TASK TO COMPLETE: Working from the line that contains "Where can the large" down to the last line below, repeat each line exactly.

INPUT ROWS:
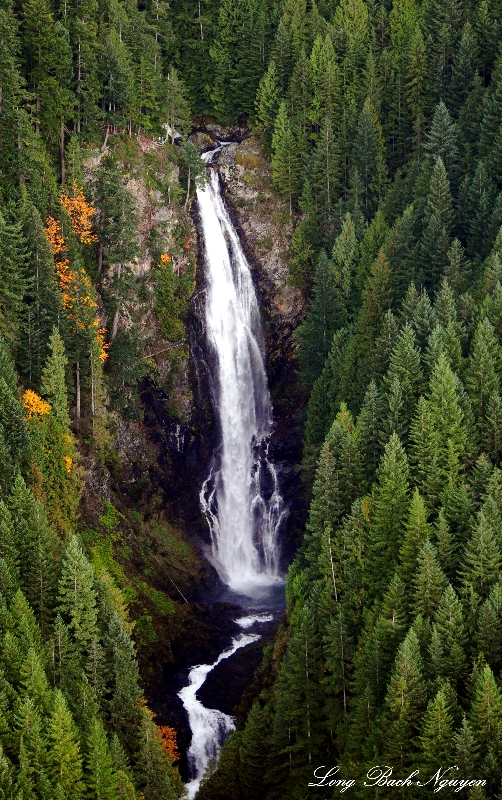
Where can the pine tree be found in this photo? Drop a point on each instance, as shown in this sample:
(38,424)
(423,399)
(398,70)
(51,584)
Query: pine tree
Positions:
(390,506)
(489,628)
(457,270)
(465,749)
(437,734)
(368,156)
(442,140)
(325,99)
(405,699)
(449,657)
(252,754)
(14,283)
(175,106)
(436,241)
(326,176)
(101,781)
(267,103)
(416,86)
(368,432)
(64,750)
(486,713)
(344,256)
(482,558)
(417,532)
(482,377)
(123,671)
(53,382)
(430,583)
(405,367)
(285,158)
(326,313)
(373,240)
(77,597)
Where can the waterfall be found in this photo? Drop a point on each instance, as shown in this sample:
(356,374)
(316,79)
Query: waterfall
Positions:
(240,497)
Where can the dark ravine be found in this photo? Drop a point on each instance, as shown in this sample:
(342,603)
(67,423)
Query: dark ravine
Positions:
(185,454)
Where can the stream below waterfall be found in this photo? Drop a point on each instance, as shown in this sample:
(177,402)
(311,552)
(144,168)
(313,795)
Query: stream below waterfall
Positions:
(241,496)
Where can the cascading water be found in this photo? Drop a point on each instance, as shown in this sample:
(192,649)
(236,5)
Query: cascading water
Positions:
(240,498)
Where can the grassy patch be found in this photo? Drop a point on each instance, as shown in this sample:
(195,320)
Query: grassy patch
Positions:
(144,628)
(162,603)
(177,548)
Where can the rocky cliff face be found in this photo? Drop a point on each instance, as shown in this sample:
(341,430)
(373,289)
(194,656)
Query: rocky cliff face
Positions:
(264,225)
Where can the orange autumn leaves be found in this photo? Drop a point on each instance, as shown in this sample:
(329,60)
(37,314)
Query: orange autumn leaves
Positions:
(34,404)
(75,285)
(168,741)
(80,212)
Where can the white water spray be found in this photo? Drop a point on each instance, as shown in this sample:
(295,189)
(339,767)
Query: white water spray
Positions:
(209,726)
(240,498)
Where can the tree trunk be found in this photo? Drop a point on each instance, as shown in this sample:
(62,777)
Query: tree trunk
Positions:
(106,137)
(78,390)
(200,23)
(115,325)
(37,121)
(63,165)
(92,387)
(188,188)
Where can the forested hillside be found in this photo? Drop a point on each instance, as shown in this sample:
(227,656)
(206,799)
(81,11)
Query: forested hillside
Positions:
(383,126)
(383,123)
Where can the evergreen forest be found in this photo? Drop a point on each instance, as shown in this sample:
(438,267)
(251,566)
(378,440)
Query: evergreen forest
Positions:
(382,126)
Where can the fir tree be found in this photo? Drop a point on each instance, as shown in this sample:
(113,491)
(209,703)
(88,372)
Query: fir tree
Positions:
(390,505)
(285,160)
(101,780)
(64,750)
(77,597)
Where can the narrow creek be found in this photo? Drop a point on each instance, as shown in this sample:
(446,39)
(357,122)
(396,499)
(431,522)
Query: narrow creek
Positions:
(241,496)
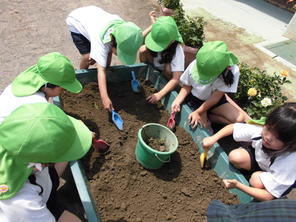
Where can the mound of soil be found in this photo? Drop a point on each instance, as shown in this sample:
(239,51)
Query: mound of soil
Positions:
(123,190)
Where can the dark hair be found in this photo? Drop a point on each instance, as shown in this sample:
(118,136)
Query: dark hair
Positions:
(166,56)
(227,76)
(282,121)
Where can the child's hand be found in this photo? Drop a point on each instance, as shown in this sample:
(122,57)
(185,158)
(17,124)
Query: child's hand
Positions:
(207,143)
(107,104)
(175,107)
(153,98)
(230,183)
(195,119)
(152,16)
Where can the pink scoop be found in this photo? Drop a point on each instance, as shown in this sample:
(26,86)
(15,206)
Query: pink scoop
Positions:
(171,122)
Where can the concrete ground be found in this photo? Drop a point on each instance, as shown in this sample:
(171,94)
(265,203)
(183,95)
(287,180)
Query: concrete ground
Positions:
(246,26)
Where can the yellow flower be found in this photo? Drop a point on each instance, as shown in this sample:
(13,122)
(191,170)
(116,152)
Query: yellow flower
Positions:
(284,73)
(266,102)
(252,92)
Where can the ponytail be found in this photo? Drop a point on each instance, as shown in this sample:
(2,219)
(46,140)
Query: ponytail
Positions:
(228,76)
(166,56)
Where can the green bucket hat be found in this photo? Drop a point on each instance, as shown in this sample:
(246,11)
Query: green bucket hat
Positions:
(163,32)
(53,68)
(211,60)
(37,133)
(129,38)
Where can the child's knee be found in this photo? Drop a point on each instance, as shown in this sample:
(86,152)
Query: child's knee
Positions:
(255,180)
(237,158)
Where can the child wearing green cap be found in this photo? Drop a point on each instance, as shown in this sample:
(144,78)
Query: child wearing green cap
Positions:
(163,48)
(32,135)
(205,82)
(97,34)
(52,73)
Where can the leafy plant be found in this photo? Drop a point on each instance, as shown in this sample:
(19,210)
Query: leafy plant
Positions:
(171,4)
(258,93)
(191,28)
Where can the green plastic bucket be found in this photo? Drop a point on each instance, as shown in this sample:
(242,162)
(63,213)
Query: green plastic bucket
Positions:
(147,156)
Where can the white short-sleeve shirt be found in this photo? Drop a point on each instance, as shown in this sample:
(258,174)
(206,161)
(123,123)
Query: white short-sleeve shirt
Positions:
(177,63)
(203,92)
(91,21)
(277,177)
(9,102)
(27,205)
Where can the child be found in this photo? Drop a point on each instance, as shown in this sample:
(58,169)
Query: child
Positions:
(163,49)
(33,134)
(52,73)
(271,156)
(207,79)
(97,34)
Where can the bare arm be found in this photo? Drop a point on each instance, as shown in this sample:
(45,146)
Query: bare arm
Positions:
(210,102)
(102,82)
(199,115)
(171,84)
(257,193)
(185,90)
(208,142)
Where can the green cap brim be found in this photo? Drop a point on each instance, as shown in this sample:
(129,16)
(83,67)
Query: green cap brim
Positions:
(14,174)
(154,46)
(28,82)
(126,59)
(81,144)
(260,121)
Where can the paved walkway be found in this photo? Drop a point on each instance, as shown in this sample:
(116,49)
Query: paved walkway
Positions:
(246,26)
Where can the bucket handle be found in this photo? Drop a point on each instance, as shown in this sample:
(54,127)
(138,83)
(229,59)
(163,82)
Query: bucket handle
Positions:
(164,161)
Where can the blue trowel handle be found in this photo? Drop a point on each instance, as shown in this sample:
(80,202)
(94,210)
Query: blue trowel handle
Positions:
(133,75)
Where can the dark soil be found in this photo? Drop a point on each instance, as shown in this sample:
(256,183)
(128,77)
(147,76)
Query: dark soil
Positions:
(285,4)
(123,190)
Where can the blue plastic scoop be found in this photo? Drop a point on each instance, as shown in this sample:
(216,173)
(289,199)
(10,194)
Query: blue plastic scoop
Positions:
(136,87)
(117,120)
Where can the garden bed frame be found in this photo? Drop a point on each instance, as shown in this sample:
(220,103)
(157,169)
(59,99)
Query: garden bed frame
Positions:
(217,157)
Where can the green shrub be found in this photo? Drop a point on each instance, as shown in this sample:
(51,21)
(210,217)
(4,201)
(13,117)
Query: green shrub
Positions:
(171,4)
(191,28)
(258,93)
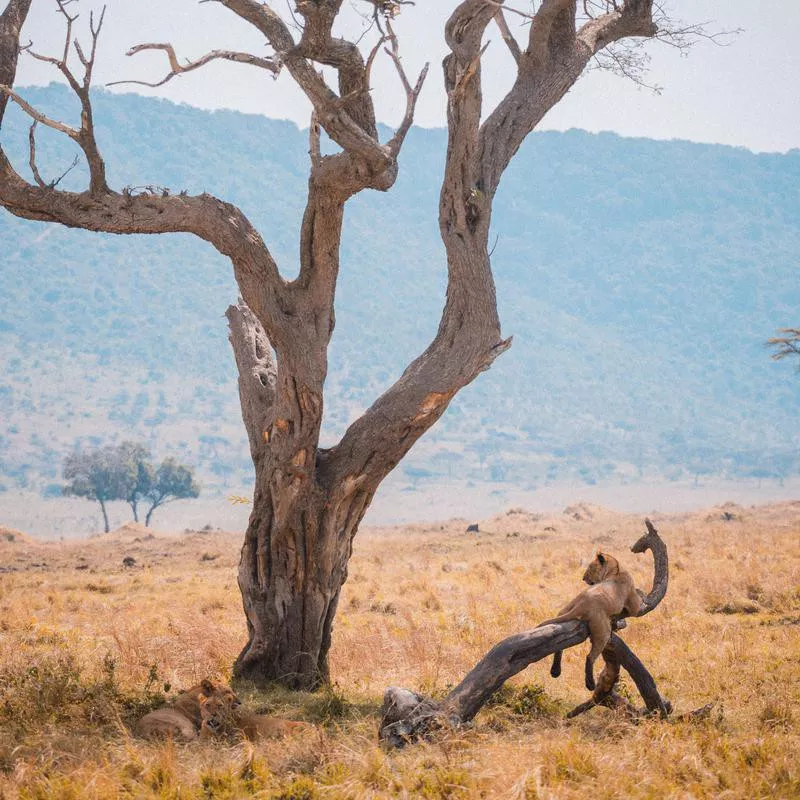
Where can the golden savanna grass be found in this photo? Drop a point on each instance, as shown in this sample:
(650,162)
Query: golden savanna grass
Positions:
(87,645)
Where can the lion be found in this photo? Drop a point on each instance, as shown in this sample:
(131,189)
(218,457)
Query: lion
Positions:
(611,591)
(220,717)
(181,719)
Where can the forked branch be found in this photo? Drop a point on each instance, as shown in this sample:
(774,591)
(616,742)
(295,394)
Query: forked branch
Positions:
(412,92)
(84,136)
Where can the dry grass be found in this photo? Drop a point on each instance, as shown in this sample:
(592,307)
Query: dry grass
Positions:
(87,645)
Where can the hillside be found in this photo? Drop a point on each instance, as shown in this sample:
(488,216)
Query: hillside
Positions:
(639,279)
(90,645)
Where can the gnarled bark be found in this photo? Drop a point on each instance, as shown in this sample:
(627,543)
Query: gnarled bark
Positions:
(308,501)
(407,716)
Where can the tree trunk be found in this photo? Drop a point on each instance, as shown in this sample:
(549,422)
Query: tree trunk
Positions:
(291,572)
(107,528)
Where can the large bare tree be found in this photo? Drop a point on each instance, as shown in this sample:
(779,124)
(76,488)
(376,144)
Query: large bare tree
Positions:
(309,501)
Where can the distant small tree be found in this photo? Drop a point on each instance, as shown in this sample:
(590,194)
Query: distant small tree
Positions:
(135,461)
(99,475)
(125,472)
(788,344)
(171,481)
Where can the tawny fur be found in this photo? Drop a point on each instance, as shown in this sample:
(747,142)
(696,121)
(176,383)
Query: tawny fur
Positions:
(181,719)
(221,718)
(611,591)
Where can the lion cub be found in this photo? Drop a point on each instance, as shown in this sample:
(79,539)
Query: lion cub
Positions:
(221,717)
(181,719)
(611,591)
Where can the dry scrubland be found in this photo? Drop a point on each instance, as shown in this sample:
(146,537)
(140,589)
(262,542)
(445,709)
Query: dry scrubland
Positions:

EXPECTED ANSWER:
Where can the large bare tree be found in this photo? Drop a point on each instance, as shown in this sample:
(779,124)
(76,488)
(376,144)
Query: large bare tree
Positions:
(309,501)
Where can the distant small tree be found in this photo? Drop a point on each instance, as shown in this sample:
(590,194)
Query: distant small tree
Positions:
(135,461)
(99,475)
(125,472)
(788,344)
(171,481)
Where can the tawny fur be found in this photo? Drop a point on each instance, as shown in this sample:
(747,142)
(696,121)
(176,383)
Query: tawny fur
Positions:
(181,719)
(221,718)
(611,591)
Where can the lion cub be found in this photo? Drop a point on each instance, as shown in this sample:
(79,539)
Query: lion cub
Positions:
(221,717)
(181,719)
(611,591)
Where can the dry scrubland be found in this photo? Drop a point on each instance, as shown in this sample:
(146,537)
(140,589)
(262,542)
(445,709)
Query: dry scrubland
Positions:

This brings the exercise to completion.